• _INPUT DATA_:

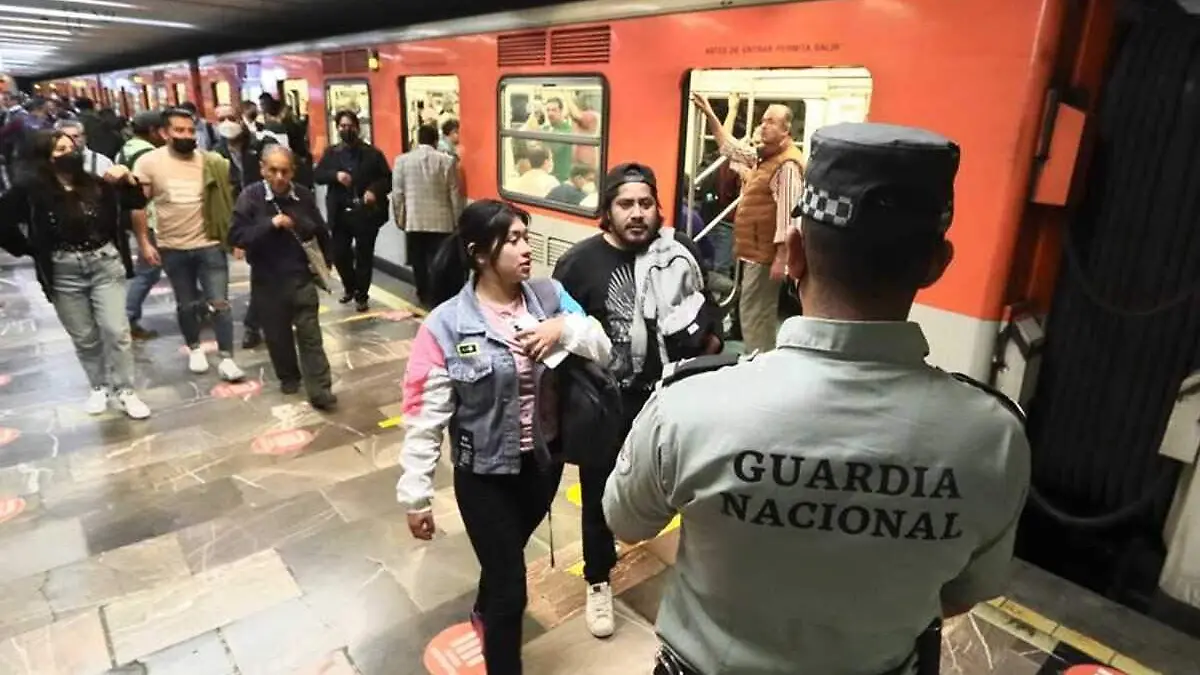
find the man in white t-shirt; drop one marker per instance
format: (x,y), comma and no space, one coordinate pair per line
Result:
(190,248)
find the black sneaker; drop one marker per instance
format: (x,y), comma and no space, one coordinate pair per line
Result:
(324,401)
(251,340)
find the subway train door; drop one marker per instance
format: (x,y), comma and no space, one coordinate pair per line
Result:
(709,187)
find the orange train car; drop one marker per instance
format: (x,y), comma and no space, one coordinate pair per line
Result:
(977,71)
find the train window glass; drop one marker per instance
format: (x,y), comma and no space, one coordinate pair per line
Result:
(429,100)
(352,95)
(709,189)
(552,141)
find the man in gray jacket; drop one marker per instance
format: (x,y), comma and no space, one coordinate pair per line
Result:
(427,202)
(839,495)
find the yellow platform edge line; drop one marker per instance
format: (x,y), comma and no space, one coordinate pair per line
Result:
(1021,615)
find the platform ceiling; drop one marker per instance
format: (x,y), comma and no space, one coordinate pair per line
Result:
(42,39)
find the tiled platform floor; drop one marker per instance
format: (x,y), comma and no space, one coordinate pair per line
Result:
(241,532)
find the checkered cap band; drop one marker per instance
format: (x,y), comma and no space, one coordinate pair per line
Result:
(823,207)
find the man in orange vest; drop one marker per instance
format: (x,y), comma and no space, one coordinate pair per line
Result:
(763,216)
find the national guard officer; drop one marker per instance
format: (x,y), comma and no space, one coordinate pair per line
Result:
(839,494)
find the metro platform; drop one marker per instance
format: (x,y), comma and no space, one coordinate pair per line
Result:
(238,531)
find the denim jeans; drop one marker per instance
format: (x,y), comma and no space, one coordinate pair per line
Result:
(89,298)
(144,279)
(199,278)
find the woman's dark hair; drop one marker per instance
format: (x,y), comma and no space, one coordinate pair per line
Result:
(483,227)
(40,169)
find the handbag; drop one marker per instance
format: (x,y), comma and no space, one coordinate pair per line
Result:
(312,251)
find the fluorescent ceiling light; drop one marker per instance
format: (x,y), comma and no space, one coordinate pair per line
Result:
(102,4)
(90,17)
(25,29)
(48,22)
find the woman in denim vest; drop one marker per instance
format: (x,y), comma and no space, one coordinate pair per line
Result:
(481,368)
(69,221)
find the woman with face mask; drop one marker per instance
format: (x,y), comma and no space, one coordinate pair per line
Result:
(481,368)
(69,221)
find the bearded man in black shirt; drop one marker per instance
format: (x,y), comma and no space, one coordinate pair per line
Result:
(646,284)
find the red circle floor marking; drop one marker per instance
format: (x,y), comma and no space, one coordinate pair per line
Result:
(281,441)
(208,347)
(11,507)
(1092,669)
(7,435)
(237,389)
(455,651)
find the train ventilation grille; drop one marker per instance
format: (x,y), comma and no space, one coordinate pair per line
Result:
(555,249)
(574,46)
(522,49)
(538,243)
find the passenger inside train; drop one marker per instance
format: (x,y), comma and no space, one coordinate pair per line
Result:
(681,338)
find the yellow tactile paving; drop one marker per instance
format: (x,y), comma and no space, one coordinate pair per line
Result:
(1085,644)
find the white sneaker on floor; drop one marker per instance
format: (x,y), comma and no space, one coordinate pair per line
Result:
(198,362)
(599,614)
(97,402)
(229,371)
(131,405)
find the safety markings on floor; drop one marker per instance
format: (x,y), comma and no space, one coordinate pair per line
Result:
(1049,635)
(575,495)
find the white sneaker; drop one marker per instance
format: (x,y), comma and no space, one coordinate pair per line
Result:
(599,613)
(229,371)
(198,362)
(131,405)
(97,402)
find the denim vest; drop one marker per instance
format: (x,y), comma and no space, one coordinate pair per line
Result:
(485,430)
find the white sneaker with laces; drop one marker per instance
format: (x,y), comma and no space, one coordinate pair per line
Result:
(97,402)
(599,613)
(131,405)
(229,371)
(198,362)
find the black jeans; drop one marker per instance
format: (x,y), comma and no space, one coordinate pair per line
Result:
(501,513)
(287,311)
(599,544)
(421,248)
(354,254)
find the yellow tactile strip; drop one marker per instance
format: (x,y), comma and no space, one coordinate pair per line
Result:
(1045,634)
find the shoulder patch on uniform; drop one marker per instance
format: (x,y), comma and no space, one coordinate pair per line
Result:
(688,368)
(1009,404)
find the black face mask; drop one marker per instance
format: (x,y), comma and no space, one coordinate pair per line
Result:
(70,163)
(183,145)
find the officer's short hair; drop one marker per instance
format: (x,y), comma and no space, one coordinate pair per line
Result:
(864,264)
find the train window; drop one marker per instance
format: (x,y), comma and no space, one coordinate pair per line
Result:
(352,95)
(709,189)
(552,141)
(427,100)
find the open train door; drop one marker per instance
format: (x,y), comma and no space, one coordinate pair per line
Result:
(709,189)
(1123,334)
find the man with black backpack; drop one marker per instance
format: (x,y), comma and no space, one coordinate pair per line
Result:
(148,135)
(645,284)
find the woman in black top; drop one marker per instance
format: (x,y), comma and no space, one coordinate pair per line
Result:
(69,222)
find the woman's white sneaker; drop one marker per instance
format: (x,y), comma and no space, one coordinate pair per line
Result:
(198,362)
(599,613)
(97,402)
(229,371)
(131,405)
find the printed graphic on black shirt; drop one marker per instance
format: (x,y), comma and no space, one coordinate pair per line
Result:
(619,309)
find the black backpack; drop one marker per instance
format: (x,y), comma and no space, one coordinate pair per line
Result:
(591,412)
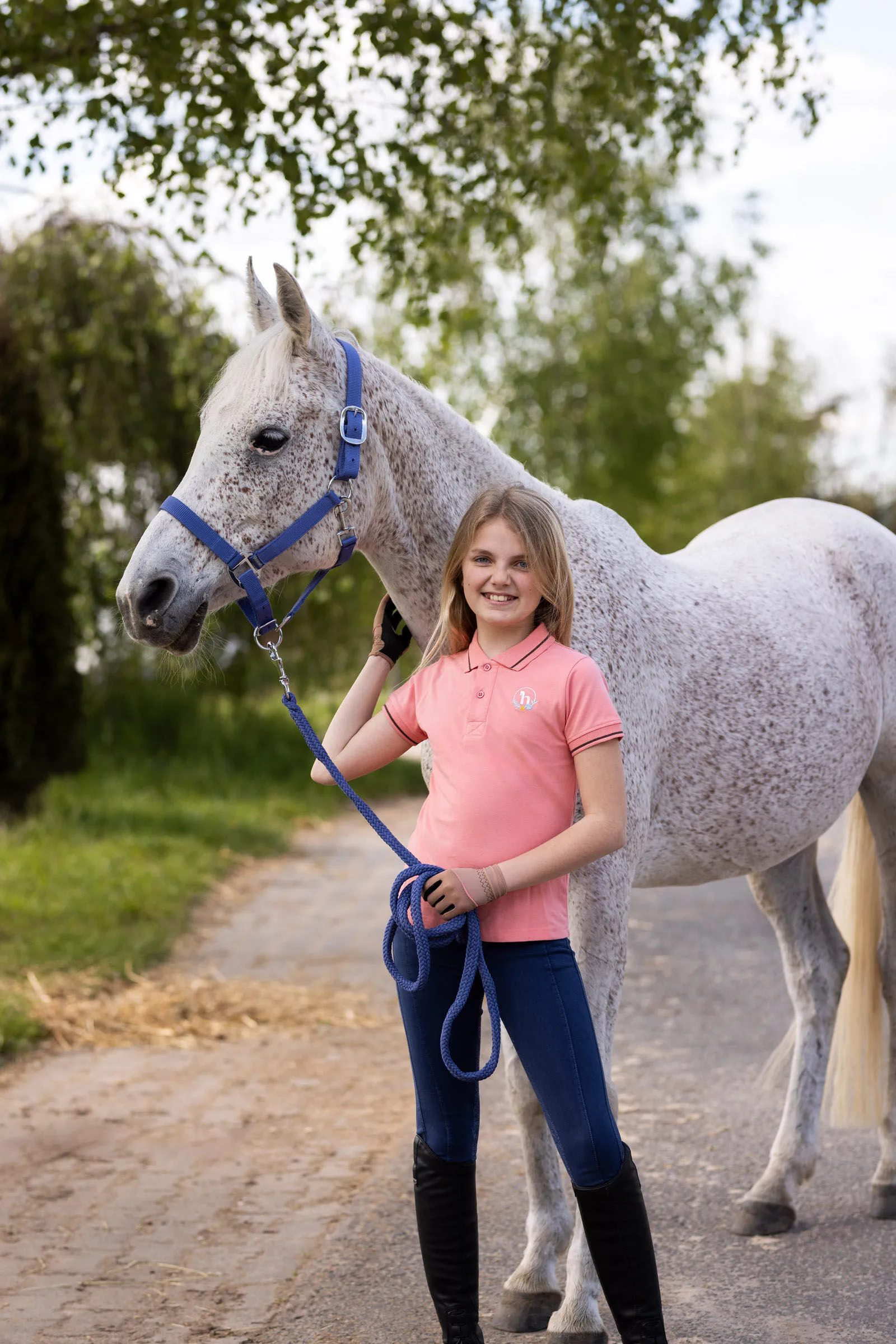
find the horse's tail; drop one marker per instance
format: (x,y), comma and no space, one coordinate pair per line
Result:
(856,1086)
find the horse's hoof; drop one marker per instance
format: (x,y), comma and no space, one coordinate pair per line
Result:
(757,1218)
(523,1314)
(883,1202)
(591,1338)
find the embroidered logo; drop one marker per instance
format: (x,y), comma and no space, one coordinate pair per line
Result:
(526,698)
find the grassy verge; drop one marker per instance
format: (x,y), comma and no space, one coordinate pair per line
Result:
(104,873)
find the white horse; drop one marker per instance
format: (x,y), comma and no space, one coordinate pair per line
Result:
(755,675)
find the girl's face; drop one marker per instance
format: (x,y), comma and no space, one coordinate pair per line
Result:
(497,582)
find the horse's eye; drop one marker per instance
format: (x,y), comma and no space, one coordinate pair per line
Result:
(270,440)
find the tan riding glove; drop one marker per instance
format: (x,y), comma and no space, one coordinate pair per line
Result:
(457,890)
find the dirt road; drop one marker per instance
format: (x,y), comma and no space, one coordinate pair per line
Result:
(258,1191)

• _EXERCISE AIM_: Could you quote, exactly as they appear, the line containing "find the girl's" and every line after it to the end of the records above?

• _EXERCISE RESPONSE_:
find the girl's face; drop one marker per instance
format: (x,y), comma and no space, one coordinate pair per line
Result:
(497,582)
find the horse's eye; drop one marker per instance
format: (x,y), comma and no space, one coordinate pair per line
Result:
(270,440)
find the tan riding glove; drop one marker per instance
format: (x,y), comma and no space, one coordinate pair per line
Result:
(457,890)
find the dirt road; drop one marker per instance
format: (x,y), comma and no space, one coordinate pair per line
Result:
(258,1191)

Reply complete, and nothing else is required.